Exercise - Reproduce each of the records below word for word, with every line unchanged and in the same order.

Record extracts -
· · · · · · ·
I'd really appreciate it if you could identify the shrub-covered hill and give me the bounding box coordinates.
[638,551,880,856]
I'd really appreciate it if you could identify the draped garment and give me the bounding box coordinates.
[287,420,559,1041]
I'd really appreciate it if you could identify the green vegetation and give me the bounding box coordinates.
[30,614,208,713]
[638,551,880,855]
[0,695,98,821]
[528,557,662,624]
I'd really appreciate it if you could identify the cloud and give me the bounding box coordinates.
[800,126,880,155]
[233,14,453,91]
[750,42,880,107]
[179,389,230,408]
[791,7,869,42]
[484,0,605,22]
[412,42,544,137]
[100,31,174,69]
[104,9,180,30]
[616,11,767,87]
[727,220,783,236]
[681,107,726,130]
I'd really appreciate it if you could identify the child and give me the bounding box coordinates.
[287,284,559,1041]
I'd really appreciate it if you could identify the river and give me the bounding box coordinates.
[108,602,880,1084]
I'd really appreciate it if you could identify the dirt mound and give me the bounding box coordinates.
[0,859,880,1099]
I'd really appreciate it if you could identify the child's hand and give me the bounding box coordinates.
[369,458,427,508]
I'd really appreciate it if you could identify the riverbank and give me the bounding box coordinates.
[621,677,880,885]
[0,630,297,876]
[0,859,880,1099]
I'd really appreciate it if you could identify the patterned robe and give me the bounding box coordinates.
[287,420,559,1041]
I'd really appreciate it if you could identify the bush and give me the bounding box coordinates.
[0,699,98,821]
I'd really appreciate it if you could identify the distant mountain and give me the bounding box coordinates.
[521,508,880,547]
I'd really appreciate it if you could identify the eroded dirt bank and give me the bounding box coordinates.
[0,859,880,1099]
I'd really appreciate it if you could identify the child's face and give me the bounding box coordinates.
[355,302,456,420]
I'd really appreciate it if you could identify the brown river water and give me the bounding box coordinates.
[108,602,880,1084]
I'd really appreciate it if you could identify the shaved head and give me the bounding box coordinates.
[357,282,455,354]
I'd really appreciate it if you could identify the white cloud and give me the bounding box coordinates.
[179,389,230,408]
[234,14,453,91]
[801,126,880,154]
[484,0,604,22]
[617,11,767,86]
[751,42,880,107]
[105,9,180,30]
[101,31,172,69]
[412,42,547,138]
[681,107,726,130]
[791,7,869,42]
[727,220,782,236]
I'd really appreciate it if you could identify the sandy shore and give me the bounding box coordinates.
· · · · · · ·
Output for this task -
I'd really appreciate it if you could identify the shrub-covered hill and give me the bounding box coordinates.
[638,551,880,856]
I'd really appreciate it if you could identify the draped garment and give me the bounding box coordinates.
[287,420,559,1041]
I'd really appreciate it if you could identify the green vegetation and give me the bounding box coordinates.
[30,614,208,713]
[638,551,880,855]
[0,695,98,821]
[528,557,662,624]
I'd really appreciate it if you could identify the cloud and give me the bounding box coordinates.
[800,126,880,155]
[233,14,453,91]
[750,42,880,107]
[179,389,230,408]
[791,7,869,42]
[484,0,605,22]
[412,42,544,137]
[100,31,174,69]
[104,9,180,30]
[616,11,767,87]
[727,220,783,236]
[681,107,726,130]
I'd really appreciate it if you could identify the child and give me the bounding box coordinates.
[287,284,559,1041]
I'd really appreciate it if you could identify the river and give me the bounding box coordinates.
[108,602,880,1084]
I'd really appreciate it if you could identify the dirt mound and give me the bounding box coordinates.
[0,859,880,1099]
I'd really appreciate it if you could identify the child's hand and give me the bounding box coordinates.
[369,458,427,508]
I'd really appreciate it if you could identify the riverbank and give me the bounding box coordinates.
[621,677,880,885]
[0,630,297,876]
[0,859,880,1099]
I'd really appreciate it if you could identify the patterned robe and give me the bounding box coordinates.
[287,420,559,1041]
I'd really appreciate it if you could identify the bush and give me the bounding box coordinates.
[0,699,98,821]
I'd really appreciate it if you could identify the distant mountain and give me the bounding box coordinates.
[521,508,880,547]
I'd really appreciate it if you could identify the eroded dirt bank and give me the bounding box coordinates.
[0,859,880,1099]
I'd really appreciate it if you could identify the child's face and give me the bounding box coordinates.
[355,302,456,420]
I'd really appreciate it if you could identify the brown river water and give me the bounding box coordinates.
[108,602,880,1084]
I'd really appreciate it if you could identify the shaved head and give me the bounding box coordinates.
[357,282,455,354]
I'd really appreciate it if you could identify the white cloud and give me the bounding box coordinates.
[179,389,230,408]
[234,14,453,91]
[801,126,880,154]
[484,0,604,22]
[617,11,767,86]
[751,42,880,107]
[105,9,180,30]
[101,31,172,69]
[412,42,547,138]
[681,107,726,130]
[791,7,869,42]
[727,220,782,236]
I'd really appreciate it if you could identify the sandy shore and give me the bounding box coordinates.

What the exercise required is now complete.